Zadanie 1:
Na podstawie relacji meczowej proszę wyjaśnić, dlaczego skompletowanie hattricka przez Gameiro zostało określone jako przypadkowe.

Tekst:
◆ ◆ ◆ ◆ ◆ ◆ ◆
Beto - Tremoulinas, Reid, Murillo, Coke - Iborra, Mbia - Banega - Bonaventura, Reyes - Gameiro

 

Nie wiem, czy to Numancia jest tak słaba, czy to my się budzimy, ale wreszcie zagraliśmy niezły mecz! Klepka Reyesa z Coke z 6. minuty to był majstersztyk. Hiszpan dograł jeszcze na końcu do Gameiro, który umieścił piłkę w pustej siatce. Francuz bramkę numer 2. zdobył już w drugiej połowie. Wykorzystał on nieumiejętne próby wybicia piłki dośrodkowanej z rzutu wolnego przez Iborry. Hattricka skompletował przypadkowo, bo pod koniec spotkania odbił się od niego strzał Bonaventury, co zmyliło bramkarza. Poza akcjami bramkowymi stworzyliśmy sobie jeszcze kilka dobrych sytuacji, ale nie potrafiliśmy zamienić ich na gole.

 

21.02.2017, La Liga [25/38], widzów: 9,025

 

[20.] Numancia 0:3 Sevilla [3.]

 

6’ - K. Gameiro 0:1

67’ - K. Gameiro 0:2

89’ - K. Gameiro 0:3

 

MotM: K. Gameiro (Sevilla) - 9.5

W tej samej kolejce zmierzył się Real Madryt z Deportivo. 2:0 dla stołecznej drużyny.

Odnośnik do komentarza

Almeria jest ostatnią przeszkodą przed spotkaniem z Bayernem. Wybierając skład na to spotkanie myślałem głównie o starciu z Bawarczykami. Almeria do łatwych przeciwników nie należy. Większość ich spotkań kończy się wynikami 1:0, więc świetnie nam to wróży. W tym momencie jednak marne 1:0 po nudnym spotkaniu mnie w pełni zadowoli. Mogą sobie nawet wbić sami gola. Fakt jest taki, że póki co wszystkie mecze z nimi wygraliśmy i mam nadzieję, że to się nie zmieni.
◆ ◆ ◆ ◆ ◆ ◆ ◆
Zadanie 2:
Proszę przepisać wszystkie poniższe wpisy, zastępując każde wystąpienie „photograph” słowem „image”, a resztę pozostawiając bez zmian. Obrazy należy pominąć w odpowiedzi.

[Wpisy z obrazami dotyczące nazwanych obszarów]
◆ ◆ ◆ ◆ ◆ ◆ ◆
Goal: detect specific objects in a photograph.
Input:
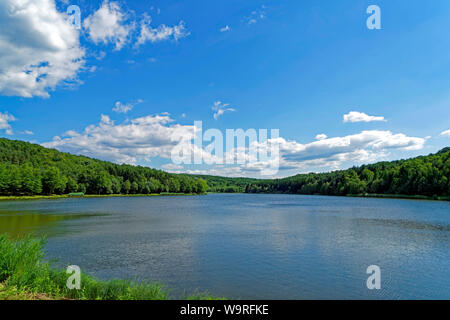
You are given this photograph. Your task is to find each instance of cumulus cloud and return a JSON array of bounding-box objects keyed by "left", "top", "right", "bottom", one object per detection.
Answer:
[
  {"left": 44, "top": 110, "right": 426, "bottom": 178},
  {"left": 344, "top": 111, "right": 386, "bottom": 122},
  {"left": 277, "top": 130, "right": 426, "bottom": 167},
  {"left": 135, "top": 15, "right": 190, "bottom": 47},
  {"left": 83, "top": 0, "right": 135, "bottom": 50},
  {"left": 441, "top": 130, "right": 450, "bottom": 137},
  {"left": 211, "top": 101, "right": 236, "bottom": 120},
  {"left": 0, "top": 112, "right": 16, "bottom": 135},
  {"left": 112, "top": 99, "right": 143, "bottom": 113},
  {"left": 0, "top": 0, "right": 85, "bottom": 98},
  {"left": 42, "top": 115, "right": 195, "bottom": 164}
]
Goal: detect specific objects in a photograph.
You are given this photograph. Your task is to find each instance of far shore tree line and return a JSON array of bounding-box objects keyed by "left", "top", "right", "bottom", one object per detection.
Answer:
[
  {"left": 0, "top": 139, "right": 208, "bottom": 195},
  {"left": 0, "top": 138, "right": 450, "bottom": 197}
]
◆ ◆ ◆ ◆ ◆ ◆ ◆
Wynik zadania 1:
Pod koniec spotkania strzał Bonaventury odbił się od Gameiro, co zmyliło bramkarza. Gol padł więc bez zamierzonego uderzenia Gameiro.

Wynik zadania 2:
Goal: detect specific objects in a image.
Input:
You are given this image. Your task is to find each instance of cumulus cloud and return a JSON array of bounding-box objects keyed by "left", "top", "right", "bottom", one object per detection.
Answer:
[
  {"left": 44, "top": 110, "right": 426, "bottom": 178},
  {"left": 344, "top": 111, "right": 386, "bottom": 122},
  {"left": 277, "top": 130, "right": 426, "bottom": 167},
  {"left": 135, "top": 15, "right": 190, "bottom": 47},
  {"left": 83, "top": 0, "right": 135, "bottom": 50},
  {"left": 441, "top": 130, "right": 450, "bottom": 137},
  {"left": 211, "top": 101, "right": 236, "bottom": 120},
  {"left": 0, "top": 112, "right": 16, "bottom": 135},
  {"left": 112, "top": 99, "right": 143, "bottom": 113},
  {"left": 0, "top": 0, "right": 85, "bottom": 98},
  {"left": 42, "top": 115, "right": 195, "bottom": 164}
]
Goal: detect specific objects in a image.
You are given this image. Your task is to find each instance of far shore tree line and return a JSON array of bounding-box objects keyed by "left", "top", "right", "bottom", one object per detection.
Answer:
[
  {"left": 0, "top": 139, "right": 208, "bottom": 195},
  {"left": 0, "top": 138, "right": 450, "bottom": 197}
]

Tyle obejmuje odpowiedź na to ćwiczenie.